Tudo indica que as boas notícias devem chegar só em 2017. Isso por que economistas e empresários acreditam que o próximo ano marque o início de uma lenta retomada do crescimento da economia brasileira, após a recessão que se manteve por consecutivos trimestres. O ano de 2015, por exemplo, foi marcado pelo aumento de custos – principalmente puxado pela elevação da tarifa da energia elétrica –, pela alta nas taxas de juros fixadas pelo Copom (Selic) e pela subida da inflação. “A combinação desses fatores somados ao corte de investimento público levou o País à recessão”, aponta o economista Luiz Gonzaga Belluzzo. A inflação medida pelo Índice Nacional de Preços ao Consumidor Amplo (IPCA) ficou em 10,67%, bem acima dos 6,41%, de 2014, e dos 5,91%, de 2013. Já o Produto Interno Bruto (PIB) brasileiro recuou 3,8% em relação a 2014, a maior queda da série histórica iniciada em 1996.

**Material**
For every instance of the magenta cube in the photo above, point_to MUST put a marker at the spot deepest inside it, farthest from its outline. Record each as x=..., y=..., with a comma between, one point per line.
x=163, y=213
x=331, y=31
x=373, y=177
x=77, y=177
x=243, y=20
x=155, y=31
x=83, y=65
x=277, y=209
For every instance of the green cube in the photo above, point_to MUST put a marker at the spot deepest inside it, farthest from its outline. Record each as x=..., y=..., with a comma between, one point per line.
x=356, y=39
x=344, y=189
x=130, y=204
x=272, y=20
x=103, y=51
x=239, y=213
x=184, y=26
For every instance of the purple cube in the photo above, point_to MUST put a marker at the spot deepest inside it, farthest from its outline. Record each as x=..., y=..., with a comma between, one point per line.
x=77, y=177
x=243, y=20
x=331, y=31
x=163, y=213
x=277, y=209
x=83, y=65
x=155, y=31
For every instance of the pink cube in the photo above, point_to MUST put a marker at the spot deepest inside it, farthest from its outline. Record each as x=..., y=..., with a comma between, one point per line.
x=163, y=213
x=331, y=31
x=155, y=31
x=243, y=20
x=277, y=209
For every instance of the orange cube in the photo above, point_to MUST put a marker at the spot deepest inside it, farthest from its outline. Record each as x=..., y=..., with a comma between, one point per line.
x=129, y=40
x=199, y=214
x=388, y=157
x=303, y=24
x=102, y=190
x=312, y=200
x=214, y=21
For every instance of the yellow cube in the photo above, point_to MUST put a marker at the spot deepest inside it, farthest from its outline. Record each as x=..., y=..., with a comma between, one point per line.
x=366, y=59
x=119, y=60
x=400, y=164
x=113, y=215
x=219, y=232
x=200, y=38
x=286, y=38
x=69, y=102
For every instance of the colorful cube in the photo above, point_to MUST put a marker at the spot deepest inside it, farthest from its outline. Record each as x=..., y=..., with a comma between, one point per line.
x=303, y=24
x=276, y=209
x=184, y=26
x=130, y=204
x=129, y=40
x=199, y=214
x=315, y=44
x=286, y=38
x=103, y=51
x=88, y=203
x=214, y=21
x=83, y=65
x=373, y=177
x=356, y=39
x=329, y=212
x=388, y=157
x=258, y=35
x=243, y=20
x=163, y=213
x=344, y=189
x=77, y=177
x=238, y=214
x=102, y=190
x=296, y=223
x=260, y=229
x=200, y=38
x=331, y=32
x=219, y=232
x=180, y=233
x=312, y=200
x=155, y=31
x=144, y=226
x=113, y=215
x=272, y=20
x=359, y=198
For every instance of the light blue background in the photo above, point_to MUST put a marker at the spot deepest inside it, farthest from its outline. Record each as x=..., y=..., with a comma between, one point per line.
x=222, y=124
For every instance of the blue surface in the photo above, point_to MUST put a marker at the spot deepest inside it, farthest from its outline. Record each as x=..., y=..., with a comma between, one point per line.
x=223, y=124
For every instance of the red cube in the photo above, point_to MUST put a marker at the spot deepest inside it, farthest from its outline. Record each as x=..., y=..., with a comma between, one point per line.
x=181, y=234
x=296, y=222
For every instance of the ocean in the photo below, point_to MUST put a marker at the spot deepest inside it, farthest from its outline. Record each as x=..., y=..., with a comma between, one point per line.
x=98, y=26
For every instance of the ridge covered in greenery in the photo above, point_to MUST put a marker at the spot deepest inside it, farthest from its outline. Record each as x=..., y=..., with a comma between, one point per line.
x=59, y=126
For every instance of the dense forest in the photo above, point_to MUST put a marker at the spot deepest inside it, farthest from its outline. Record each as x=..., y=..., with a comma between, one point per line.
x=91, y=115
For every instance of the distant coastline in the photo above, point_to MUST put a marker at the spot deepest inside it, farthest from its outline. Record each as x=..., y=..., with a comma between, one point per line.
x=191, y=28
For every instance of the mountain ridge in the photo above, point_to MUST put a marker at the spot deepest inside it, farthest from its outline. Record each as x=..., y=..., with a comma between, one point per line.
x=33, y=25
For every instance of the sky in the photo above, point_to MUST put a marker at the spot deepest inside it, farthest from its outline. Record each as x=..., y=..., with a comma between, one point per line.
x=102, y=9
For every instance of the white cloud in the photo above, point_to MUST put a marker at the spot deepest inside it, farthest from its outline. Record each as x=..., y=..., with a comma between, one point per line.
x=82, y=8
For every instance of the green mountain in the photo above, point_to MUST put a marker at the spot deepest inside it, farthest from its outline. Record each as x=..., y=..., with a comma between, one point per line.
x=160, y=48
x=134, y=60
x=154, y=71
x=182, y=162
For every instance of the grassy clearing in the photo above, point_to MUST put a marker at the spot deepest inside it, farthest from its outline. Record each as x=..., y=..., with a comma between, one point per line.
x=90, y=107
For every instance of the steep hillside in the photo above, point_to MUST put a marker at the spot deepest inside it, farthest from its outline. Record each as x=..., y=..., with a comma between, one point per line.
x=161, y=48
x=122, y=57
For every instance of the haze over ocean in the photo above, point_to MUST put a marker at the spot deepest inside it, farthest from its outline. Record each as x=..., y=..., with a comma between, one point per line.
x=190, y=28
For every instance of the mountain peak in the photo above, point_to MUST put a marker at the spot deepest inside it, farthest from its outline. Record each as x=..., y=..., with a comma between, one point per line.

**Instrução 1**
Extraia do texto sobre a economia brasileira o trecho entre "Tudo indica que" e "iniciada em 1996.", inclusive, reproduzindo-o fielmente.
**Instrução 2**
Organize em uma tabela Markdown, com as colunas Nº e Conteúdo, as linhas do material compreendidas entre a que contém "For every instance of the yellow" e a que contém "x=69, y=102", inclusive. Omita as linhas em branco.
O texto e as linhas têm origens distintas.

**Resolução 1**
Tudo indica que as boas notícias devem chegar só em 2017. Isso por que economistas e empresários acreditam que o próximo ano marque o início de uma lenta retomada do crescimento da economia brasileira, após a recessão que se manteve por consecutivos trimestres. O ano de 2015, por exemplo, foi marcado pelo aumento de custos – principalmente puxado pela elevação da tarifa da energia elétrica –, pela alta nas taxas de juros fixadas pelo Copom (Selic) e pela subida da inflação. “A combinação desses fatores somados ao corte de investimento público levou o País à recessão”, aponta o economista Luiz Gonzaga Belluzzo. A inflação medida pelo Índice Nacional de Preços ao Consumidor Amplo (IPCA) ficou em 10,67%, bem acima dos 6,41%, de 2014, e dos 5,91%, de 2013. Já o Produto Interno Bruto (PIB) brasileiro recuou 3,8% em relação a 2014, a maior queda da série histórica iniciada em 1996.

**Resolução 2**
| Nº | Conteúdo |
|---|---|
| 1 | For every instance of the yellow cube in the photo above, point_to MUST put a marker at the spot deepest inside it, farthest from its outline. Record each as x=..., y=..., with a comma between, one point per line. |
| 2 | x=366, y=59 |
| 3 | x=119, y=60 |
| 4 | x=400, y=164 |
| 5 | x=113, y=215 |
| 6 | x=219, y=232 |
| 7 | x=200, y=38 |
| 8 | x=286, y=38 |
| 9 | x=69, y=102 |